Quoted passage |
Niccole Coggins staff news photoOn October 26, I attended a talk entitled, “hishuk’ish tsawalk—Everything Is One:  Revitalizing Nuu-chah-nulth Foodways and Ecological Knowledge,” by Dr. Charlotte Coté, Associate Professor of American Indian Studies at the University of Washington. Professor Coté’s lecture was about her community, the Nuu-chah-nulth-aht, and their history of colonialism and imperialism, as well as their resistance and revival. One way that communities, and indigenous communities in particular, resist colonialism and imperialism is through food sovereignty. The Nyéléni Declaration (2007) defines food sovereignty as, “the right of peoples to healthy and culturally appropriate food produced through ecologically sound and sustained methods, and their right to define their own food and agricultural systems. It puts the aspirations and needs of those who produce, distribute and consume food at the heart of food systems and policies rather than the demands of markets and corporations.”

Coté spoke of her mother teaching her to explore and try various wild plants—minus mushrooms—like qaalh qawi (wild blackberry), may’ii (salmonberry shoots), and quilhtsuup (wild celery), even t’uts’up (sea urchin) from the ocean. Coté shared stories of her aunt going blackberry picking; the family women fishing, in the traditional way, with a net for the first time, and the buckets of salmon they caught, and the hours it took to smoke (and how good salmon jerky is). Coté also talked about her community reclaiming traditional ways of fishing and preparing salmon, kuch’as (salmon cooked over an open pit fire); and reviving the tradition of a whale hunt and the environmentalists that protested.

Given request |
Please answer these questions about the lecture account:
(a) On what date was the talk attended?
(b) Which declaration is quoted for its definition of food sovereignty, and in what year?
(c) What is kuch'as?
The rows come from a separate source unrelated to the lecture account.

Data lines |
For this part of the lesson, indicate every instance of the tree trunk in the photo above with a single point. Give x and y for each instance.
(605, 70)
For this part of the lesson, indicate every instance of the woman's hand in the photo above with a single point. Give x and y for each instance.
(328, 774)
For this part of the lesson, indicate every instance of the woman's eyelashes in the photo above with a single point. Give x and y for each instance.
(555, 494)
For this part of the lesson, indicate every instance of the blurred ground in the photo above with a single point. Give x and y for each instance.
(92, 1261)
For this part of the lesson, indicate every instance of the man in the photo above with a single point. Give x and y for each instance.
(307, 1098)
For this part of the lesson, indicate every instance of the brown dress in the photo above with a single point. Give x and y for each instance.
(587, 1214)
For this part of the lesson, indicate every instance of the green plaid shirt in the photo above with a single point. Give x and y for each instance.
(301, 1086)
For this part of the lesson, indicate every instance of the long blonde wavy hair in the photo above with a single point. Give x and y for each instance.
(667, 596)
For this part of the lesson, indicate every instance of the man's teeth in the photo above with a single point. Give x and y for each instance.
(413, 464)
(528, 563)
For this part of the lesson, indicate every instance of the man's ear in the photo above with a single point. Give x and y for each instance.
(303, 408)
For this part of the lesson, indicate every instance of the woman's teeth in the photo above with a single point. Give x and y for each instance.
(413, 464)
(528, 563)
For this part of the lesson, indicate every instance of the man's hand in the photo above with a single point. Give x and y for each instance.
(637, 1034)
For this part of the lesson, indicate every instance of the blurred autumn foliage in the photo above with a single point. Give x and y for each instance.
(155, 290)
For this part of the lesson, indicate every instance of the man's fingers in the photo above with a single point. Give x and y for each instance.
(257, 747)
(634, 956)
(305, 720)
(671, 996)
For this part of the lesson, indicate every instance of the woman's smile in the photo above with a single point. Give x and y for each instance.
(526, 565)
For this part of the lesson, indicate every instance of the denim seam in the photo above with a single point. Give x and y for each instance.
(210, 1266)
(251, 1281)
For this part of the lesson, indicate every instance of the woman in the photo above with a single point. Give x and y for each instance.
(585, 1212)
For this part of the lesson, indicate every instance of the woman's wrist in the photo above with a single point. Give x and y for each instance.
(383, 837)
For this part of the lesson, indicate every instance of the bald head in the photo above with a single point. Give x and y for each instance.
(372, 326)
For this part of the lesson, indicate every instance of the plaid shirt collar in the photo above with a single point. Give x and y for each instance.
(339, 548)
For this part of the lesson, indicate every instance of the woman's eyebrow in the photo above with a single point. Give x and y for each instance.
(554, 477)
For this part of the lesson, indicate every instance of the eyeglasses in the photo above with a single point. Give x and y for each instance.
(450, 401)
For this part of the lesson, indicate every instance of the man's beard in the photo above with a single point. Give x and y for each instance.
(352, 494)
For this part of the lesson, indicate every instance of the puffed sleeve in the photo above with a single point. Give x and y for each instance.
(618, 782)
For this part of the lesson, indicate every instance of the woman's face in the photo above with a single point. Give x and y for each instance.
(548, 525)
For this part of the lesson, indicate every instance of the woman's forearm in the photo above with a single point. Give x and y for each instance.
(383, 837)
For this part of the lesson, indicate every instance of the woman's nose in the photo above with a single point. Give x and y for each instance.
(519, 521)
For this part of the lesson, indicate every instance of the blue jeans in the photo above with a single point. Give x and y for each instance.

Reply to the task |
(a) October 26
(b) The Nyéléni Declaration, 2007
(c) Salmon cooked over an open pit fire